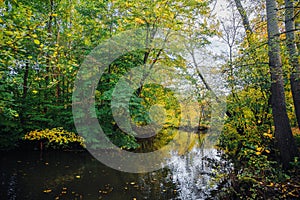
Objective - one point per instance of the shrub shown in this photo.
(54, 138)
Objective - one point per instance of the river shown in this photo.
(74, 175)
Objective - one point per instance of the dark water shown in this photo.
(77, 175)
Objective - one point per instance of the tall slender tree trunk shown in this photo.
(293, 54)
(283, 133)
(244, 16)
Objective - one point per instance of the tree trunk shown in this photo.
(283, 133)
(244, 16)
(25, 81)
(293, 54)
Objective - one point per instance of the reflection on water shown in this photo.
(192, 174)
(77, 175)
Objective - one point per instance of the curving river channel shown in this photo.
(77, 175)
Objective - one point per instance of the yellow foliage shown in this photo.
(55, 135)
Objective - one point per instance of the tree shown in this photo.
(283, 134)
(293, 54)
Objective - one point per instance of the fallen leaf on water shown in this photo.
(47, 191)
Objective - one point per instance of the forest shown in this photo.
(141, 72)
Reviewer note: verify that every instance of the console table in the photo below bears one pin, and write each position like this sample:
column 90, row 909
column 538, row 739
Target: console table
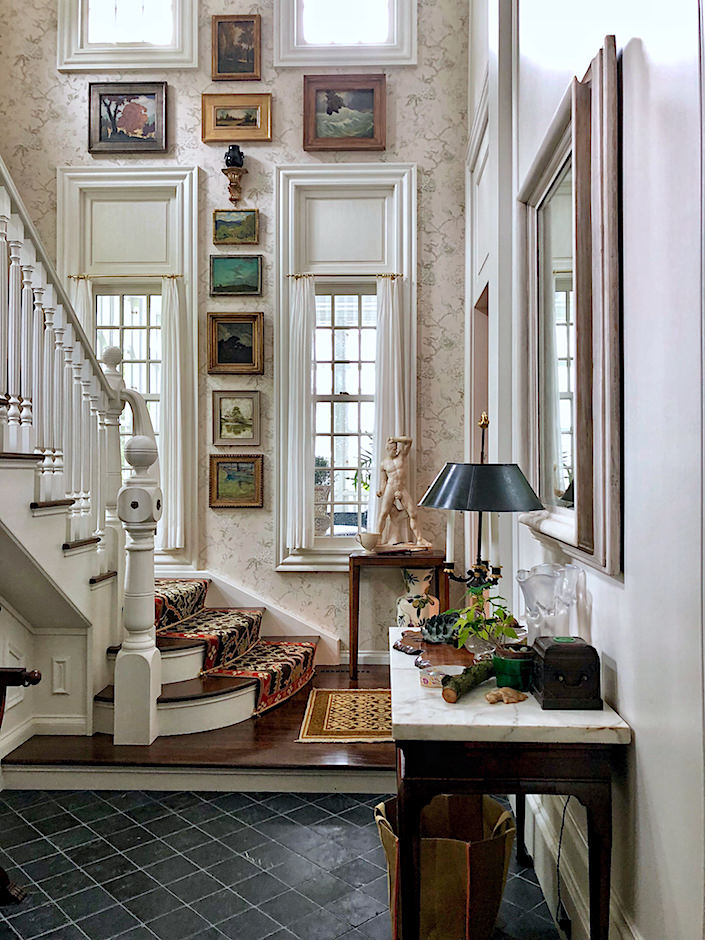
column 407, row 559
column 475, row 747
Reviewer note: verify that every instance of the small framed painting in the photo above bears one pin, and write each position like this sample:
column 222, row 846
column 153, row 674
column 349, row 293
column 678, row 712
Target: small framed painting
column 235, row 343
column 236, row 275
column 236, row 48
column 236, row 419
column 234, row 118
column 236, row 227
column 345, row 112
column 235, row 481
column 127, row 117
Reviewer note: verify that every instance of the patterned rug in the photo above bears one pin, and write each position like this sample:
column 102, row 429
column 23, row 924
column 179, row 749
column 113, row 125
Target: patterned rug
column 281, row 669
column 348, row 716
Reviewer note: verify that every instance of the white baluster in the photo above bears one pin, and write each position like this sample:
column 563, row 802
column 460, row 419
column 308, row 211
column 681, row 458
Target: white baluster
column 27, row 261
column 59, row 484
column 47, row 404
column 37, row 353
column 138, row 664
column 4, row 313
column 14, row 333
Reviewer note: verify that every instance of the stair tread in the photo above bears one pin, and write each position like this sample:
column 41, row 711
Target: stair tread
column 189, row 689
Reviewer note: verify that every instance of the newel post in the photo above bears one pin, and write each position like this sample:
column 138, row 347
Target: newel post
column 138, row 664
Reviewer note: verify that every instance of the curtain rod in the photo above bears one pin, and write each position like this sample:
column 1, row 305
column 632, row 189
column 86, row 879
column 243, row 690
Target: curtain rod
column 120, row 277
column 296, row 277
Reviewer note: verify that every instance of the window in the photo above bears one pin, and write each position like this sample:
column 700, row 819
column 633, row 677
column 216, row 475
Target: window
column 127, row 34
column 323, row 32
column 132, row 322
column 344, row 354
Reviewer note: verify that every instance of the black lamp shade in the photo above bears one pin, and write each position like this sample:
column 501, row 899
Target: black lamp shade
column 486, row 487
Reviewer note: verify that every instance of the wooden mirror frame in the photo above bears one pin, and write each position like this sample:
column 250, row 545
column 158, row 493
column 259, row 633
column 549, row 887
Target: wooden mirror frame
column 584, row 129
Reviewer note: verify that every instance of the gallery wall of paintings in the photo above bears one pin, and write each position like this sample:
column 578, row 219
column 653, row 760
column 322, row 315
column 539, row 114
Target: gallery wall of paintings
column 425, row 124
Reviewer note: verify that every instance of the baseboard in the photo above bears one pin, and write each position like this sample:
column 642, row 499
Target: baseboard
column 41, row 724
column 574, row 869
column 18, row 777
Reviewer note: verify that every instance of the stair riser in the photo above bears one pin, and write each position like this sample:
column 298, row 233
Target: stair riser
column 189, row 717
column 177, row 665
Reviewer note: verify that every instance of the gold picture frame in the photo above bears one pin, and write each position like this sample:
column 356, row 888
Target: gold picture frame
column 235, row 343
column 236, row 47
column 236, row 118
column 235, row 481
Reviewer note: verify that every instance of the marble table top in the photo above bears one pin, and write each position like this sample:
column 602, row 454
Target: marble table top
column 420, row 713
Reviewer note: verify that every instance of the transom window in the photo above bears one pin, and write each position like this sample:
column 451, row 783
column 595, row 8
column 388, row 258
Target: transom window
column 132, row 322
column 344, row 354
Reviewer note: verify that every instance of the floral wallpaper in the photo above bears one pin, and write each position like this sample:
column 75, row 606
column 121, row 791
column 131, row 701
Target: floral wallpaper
column 43, row 124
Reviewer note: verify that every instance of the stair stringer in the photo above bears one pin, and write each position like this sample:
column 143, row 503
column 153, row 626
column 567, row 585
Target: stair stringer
column 276, row 621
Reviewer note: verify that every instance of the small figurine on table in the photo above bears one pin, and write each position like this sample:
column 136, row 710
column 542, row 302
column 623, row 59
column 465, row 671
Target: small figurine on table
column 394, row 492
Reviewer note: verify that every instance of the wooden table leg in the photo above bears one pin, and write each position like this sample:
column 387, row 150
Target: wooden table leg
column 354, row 577
column 523, row 857
column 409, row 808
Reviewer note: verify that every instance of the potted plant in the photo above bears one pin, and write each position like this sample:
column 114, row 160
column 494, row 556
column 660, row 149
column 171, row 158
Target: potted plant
column 321, row 487
column 488, row 618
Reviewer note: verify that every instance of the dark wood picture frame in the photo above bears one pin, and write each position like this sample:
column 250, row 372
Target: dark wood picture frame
column 220, row 364
column 124, row 141
column 216, row 499
column 239, row 129
column 333, row 86
column 220, row 41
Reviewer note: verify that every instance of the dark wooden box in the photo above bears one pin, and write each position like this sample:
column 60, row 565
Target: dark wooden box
column 566, row 673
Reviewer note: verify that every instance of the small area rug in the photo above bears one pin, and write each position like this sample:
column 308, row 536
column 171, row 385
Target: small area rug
column 348, row 716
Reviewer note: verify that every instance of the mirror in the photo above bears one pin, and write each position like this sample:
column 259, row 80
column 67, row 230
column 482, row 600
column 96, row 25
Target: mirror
column 556, row 343
column 570, row 322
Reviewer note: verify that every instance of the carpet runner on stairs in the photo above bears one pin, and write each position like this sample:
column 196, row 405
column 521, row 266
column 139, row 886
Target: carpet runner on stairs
column 232, row 639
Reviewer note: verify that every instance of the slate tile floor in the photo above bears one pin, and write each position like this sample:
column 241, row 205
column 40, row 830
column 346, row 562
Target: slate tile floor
column 140, row 865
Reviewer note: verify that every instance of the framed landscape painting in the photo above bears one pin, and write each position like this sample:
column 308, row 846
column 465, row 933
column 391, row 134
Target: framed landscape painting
column 236, row 227
column 345, row 112
column 234, row 118
column 235, row 343
column 236, row 48
column 236, row 419
column 236, row 275
column 236, row 481
column 127, row 117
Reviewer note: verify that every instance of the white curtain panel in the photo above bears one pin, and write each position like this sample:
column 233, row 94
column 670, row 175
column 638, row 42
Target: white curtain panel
column 300, row 445
column 81, row 297
column 170, row 531
column 393, row 391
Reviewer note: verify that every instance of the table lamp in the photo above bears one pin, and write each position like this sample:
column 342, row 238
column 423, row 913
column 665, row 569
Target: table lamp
column 480, row 487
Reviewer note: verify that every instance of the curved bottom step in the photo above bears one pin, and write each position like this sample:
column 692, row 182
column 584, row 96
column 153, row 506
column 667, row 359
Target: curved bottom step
column 203, row 704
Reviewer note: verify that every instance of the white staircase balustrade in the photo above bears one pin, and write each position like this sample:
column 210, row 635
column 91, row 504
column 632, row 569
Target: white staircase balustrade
column 138, row 679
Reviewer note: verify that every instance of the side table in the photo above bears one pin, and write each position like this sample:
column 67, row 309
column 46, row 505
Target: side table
column 358, row 560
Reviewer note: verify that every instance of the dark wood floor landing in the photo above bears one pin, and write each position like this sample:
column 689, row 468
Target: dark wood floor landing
column 267, row 742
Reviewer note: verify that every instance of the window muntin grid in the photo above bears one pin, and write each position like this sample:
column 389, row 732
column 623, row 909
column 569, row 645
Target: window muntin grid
column 132, row 322
column 344, row 357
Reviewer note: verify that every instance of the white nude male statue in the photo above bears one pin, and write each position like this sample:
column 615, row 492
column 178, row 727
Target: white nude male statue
column 394, row 475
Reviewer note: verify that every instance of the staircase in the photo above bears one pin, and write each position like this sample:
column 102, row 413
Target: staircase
column 216, row 668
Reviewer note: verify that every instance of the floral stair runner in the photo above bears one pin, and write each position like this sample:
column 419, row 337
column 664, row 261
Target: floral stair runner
column 232, row 640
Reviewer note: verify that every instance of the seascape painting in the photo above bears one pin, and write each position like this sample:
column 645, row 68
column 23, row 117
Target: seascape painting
column 235, row 227
column 236, row 275
column 345, row 113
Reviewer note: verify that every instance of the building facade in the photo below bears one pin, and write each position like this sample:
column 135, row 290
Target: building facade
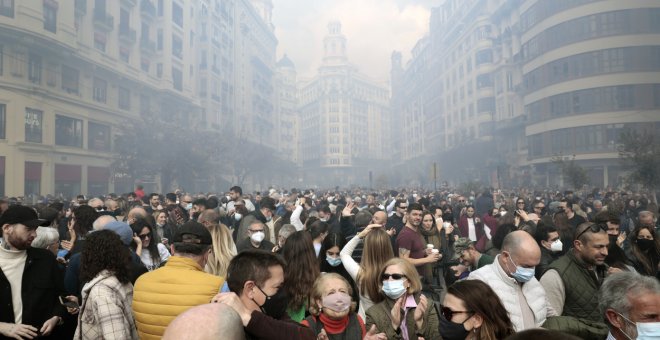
column 345, row 118
column 515, row 84
column 73, row 73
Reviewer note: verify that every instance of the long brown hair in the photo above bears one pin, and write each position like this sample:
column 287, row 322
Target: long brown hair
column 301, row 270
column 479, row 298
column 377, row 250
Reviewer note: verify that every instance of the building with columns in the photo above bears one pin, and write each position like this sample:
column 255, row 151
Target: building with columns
column 345, row 118
column 73, row 73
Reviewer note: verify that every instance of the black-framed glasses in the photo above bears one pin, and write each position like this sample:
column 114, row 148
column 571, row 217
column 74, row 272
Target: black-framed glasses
column 594, row 229
column 387, row 276
column 448, row 314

-=-=-=-=-

* **What you need to do**:
Put the stretch of the items from the line containing "Reviewer note: verify that every instance of the transom" through the line containing "column 409, row 808" into a Markdown table with two columns, Row and Line. Number each row and leave out any blank lines.

* **The completed task**:
| Row | Line |
|---|---|
| 1 | Reviewer note: verify that every instance of the transom window in the photo above bears one pin, and write each position like this sample: |
| 2 | column 451, row 783 |
| 3 | column 595, row 8 |
| 4 | column 388, row 258 |
| 5 | Target: transom window |
| 6 | column 132, row 322 |
| 7 | column 344, row 354 |
| 8 | Reviewer note: verify that every instance of the floral wallpaper in the photo above bears one pin, and write each position like this sample: |
| 9 | column 75, row 606 |
| 10 | column 121, row 791 |
| 11 | column 131, row 701 |
| 12 | Target: floral wallpaper |
| 13 | column 43, row 124 |
| 14 | Reviewer note: verify that every instance of the stair stringer in the photo above bears one pin, and write each position like this sample: |
| 15 | column 143, row 503 |
| 16 | column 153, row 626 |
| 17 | column 567, row 585 |
| 18 | Target: stair stringer |
| 19 | column 276, row 621 |
| 20 | Reviewer note: verify that every instance of the small figurine on table in the photo above bears one pin, and write each position like this sample: |
| 21 | column 136, row 710 |
| 22 | column 542, row 302 |
| 23 | column 623, row 59 |
| 24 | column 465, row 671 |
| 25 | Target: small figurine on table |
| 26 | column 394, row 492 |
| 27 | Reviewer note: verify that every instance of the wooden table leg in the photo above bears one pin, and write each position like this sample: |
| 28 | column 387, row 150 |
| 29 | Target: wooden table leg |
| 30 | column 354, row 577 |
| 31 | column 523, row 857 |
| 32 | column 409, row 808 |